Tasks to complete.
a) In the excerpt about the Oregon House race below, how many House seats would Democrats need to have a quorum?
b) List every person mentioned by name in the excerpt about the Oregon House race below.
c) Using the excerpt about the Oregon House race below, decide whether each statement agrees with it. Answer yes or no for each, and quote the words that settle it.
(i) Troncoso names Kropf as a perpetrator in her legal filings.
(ii) Democrats have a 16% voter registration advantage in Helt's district.
(iii) Troncoso wants Helt to take down the ads.

Source document.
● ● ● ● ● ● ●
Troncoso does not name Kropf as a perpetrator in her legal filings, but Helt started running ads against Kropf, accusing him of failing to speak up about the office where he worked, on the basis of that complaint.

"Jason Kropf did nothing and said nothing," Helt's ad states. "If Jason Kropf won't stand up for a woman in his own workplace, can we trust him to stand up for us in Salem?"

Troncoso says that's right. "Has he supported me? No."

Troncoso says she'll vote a straight Democratic ticket in California, but if she were still in Oregon, she'd vote for a Helt even though she's a Republican.

Helt, who won the seat vacated by former Rep. Knute Buehler (R-Bend) in 2019, faces a stiff reelection battle. Democrats hold a 16% voter registration advantage in her district. That's made Helt perhaps the top target of Democratic interest groups as they attempt to stretch Democrats' advantage in the House from 38-22 to 40-20. If they can get to 40 seats, Democrats will have a quorum and no longer be vulnerable to GOP walkouts like the one Republicans staged earlier this year.

Those stakes have raised the visibility of Troncoso's complaint.

Kropf called on Helt in an Oct. 12 debate to take down the ads referring to Troncoso. Troncoso doesn't want Helt to comply.

"I feel that her using them is definitely for political gain," Troncoso said. "However, I feel she's making a legitimate claim."
● ● ● ● ● ● ●
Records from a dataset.

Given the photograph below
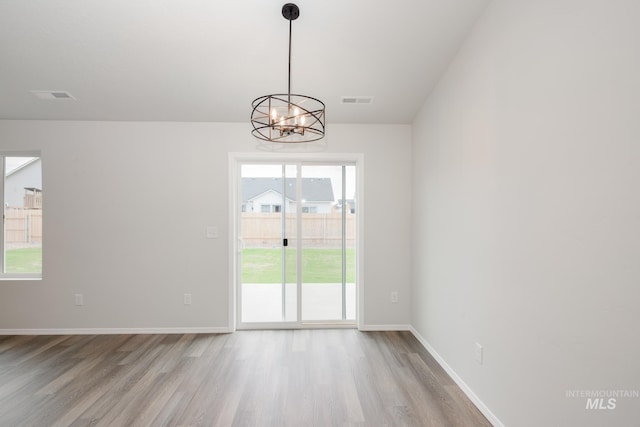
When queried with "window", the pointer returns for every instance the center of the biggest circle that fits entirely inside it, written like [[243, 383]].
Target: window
[[21, 233], [270, 208]]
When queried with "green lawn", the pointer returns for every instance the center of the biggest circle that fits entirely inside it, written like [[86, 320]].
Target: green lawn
[[318, 265], [27, 260]]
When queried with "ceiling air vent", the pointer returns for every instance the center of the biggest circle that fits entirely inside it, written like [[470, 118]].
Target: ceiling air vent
[[357, 100], [52, 94]]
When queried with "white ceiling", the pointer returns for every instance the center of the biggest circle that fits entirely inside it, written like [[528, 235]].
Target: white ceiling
[[206, 60]]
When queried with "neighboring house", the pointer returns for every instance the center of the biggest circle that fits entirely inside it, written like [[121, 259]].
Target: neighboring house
[[25, 180], [349, 203], [265, 195]]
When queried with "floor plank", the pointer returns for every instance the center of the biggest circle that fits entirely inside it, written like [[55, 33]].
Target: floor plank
[[333, 377]]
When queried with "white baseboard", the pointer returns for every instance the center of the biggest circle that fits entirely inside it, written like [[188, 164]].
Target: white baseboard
[[115, 331], [463, 386], [373, 328]]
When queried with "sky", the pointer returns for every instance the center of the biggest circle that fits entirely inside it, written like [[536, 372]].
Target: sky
[[308, 171]]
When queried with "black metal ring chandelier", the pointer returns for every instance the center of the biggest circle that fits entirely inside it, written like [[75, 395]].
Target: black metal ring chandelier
[[288, 118]]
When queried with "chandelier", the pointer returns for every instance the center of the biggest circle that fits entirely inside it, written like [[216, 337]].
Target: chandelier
[[288, 118]]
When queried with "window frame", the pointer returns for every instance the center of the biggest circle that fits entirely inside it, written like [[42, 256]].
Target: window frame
[[3, 155]]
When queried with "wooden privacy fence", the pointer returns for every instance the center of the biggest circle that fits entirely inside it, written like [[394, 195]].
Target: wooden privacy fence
[[259, 230], [23, 225]]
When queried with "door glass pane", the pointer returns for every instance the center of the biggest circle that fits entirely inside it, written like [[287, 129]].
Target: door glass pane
[[266, 271], [23, 215], [328, 241]]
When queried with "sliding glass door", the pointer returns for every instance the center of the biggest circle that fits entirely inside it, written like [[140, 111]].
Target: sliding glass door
[[297, 237]]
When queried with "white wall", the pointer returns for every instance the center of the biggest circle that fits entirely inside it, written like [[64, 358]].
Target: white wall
[[126, 210], [527, 210]]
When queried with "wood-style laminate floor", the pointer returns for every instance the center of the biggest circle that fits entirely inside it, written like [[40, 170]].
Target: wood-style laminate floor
[[338, 377]]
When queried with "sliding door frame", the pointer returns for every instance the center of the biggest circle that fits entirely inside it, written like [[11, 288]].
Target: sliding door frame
[[235, 245]]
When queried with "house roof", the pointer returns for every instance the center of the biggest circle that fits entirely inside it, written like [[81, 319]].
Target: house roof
[[313, 189]]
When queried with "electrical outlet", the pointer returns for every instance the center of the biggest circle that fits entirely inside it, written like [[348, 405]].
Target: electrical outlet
[[479, 355], [212, 232]]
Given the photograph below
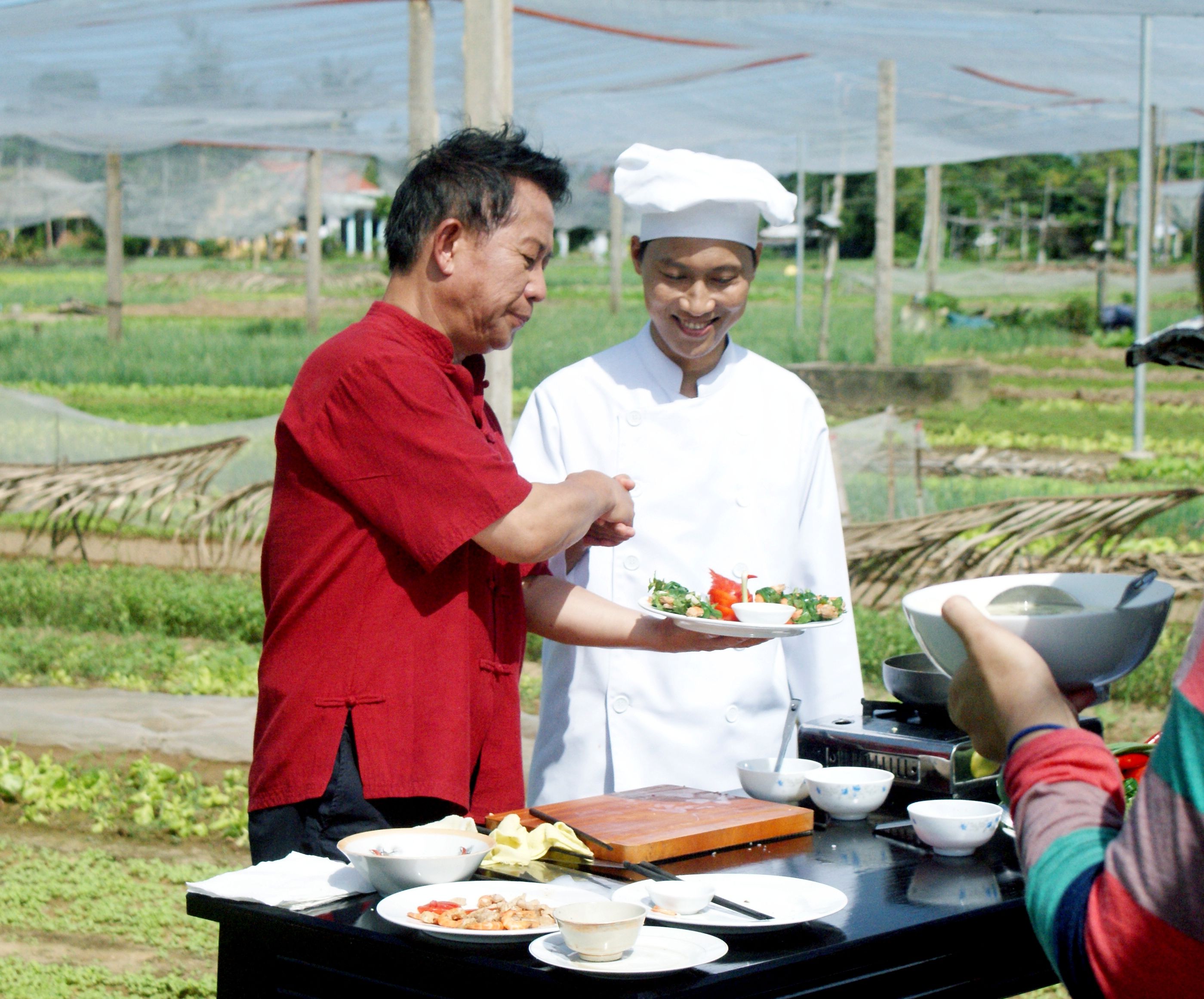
● ● ● ● ● ● ●
Full solutions.
a) 40 seats.

b) Troncoso, Jason Kropf, Helt, and Knute Buehler.

c)
(i) No: "Troncoso does not name Kropf as a perpetrator in her legal filings"
(ii) Yes: "Democrats hold a 16% voter registration advantage in her district."
(iii) No: "Troncoso doesn't want Helt to comply."